= Beginning of Section =

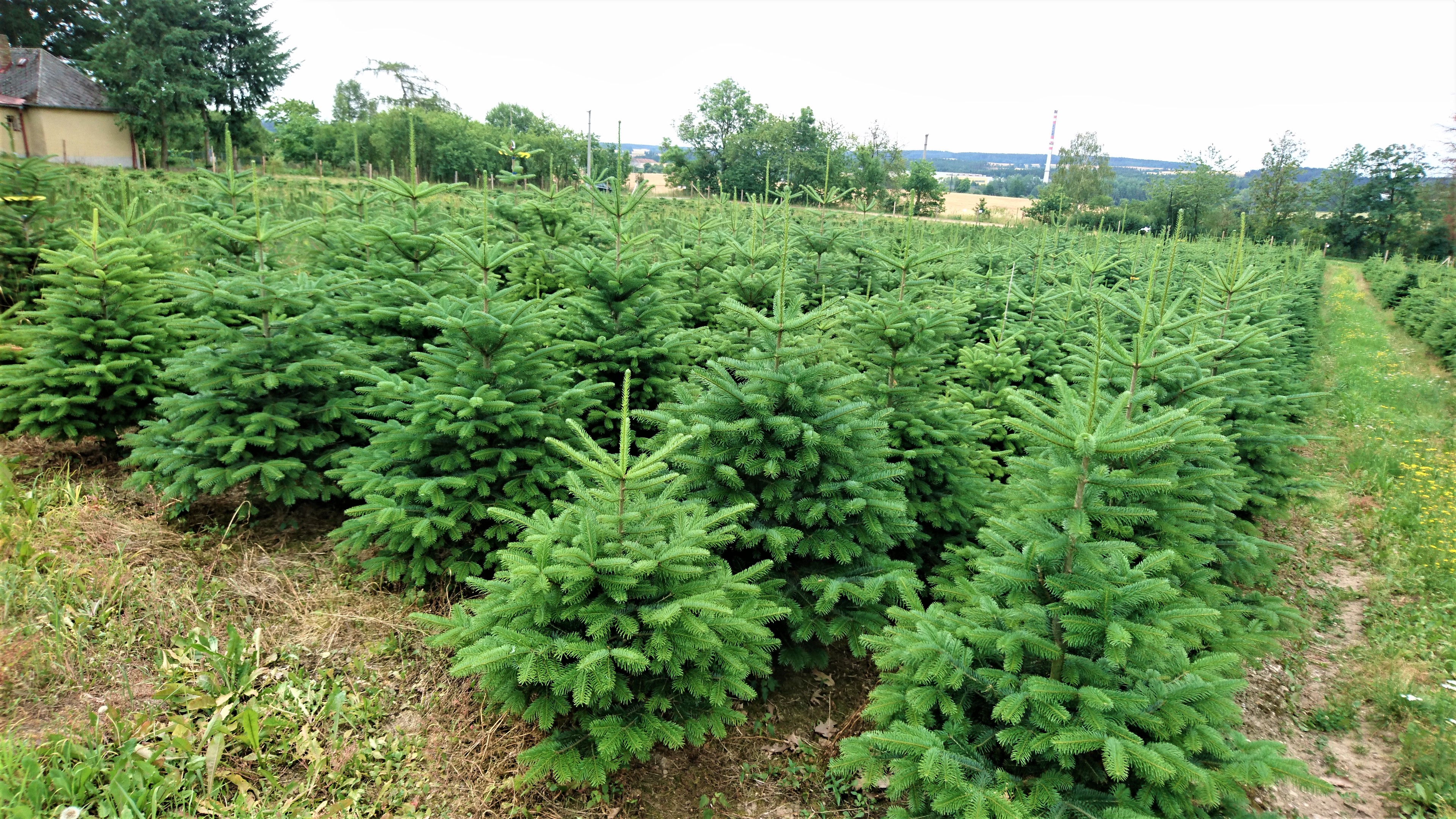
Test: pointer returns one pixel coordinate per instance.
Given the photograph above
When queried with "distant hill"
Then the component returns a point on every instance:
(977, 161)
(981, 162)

= End of Section =
= Beginning of Section =

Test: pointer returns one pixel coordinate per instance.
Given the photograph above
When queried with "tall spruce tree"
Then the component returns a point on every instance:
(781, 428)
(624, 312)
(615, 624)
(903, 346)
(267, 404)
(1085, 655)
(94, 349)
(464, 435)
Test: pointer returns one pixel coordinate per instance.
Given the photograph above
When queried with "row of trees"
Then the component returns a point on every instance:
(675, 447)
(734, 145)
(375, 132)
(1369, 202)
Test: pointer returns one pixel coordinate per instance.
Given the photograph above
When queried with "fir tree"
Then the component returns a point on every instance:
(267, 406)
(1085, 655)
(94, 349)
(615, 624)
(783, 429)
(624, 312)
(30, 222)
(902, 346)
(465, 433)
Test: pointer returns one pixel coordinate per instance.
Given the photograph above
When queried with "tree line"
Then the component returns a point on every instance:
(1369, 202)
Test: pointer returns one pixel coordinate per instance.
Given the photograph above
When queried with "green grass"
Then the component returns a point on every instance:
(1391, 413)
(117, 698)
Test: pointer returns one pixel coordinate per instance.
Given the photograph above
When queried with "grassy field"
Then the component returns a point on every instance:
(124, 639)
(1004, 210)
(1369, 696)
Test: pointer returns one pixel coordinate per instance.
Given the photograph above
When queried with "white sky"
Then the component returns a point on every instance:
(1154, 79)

= End of Section =

• WHAT THE TASK REQUIRES: Please return a copy of each line in the entries that has the string "with".

• OUTPUT OF THE EXERCISE:
When queried with "distant hill"
When queried with "tall spruce tree"
When queried with "row of trees"
When queried with "fir tree"
When queried with "tree line"
When queried with "green grass"
When queried with "grassy field"
When queried with "white sky"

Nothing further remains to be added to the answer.